# What is expected
In full and without change, repeat the records shown below.

# Provided information

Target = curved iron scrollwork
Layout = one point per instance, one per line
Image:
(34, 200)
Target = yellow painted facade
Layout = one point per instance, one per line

# Reply to the task
Target = curved iron scrollwork
Layout = one point per instance, one per line
Image:
(34, 200)
Target = yellow painted facade
Layout = one point per instance, one per line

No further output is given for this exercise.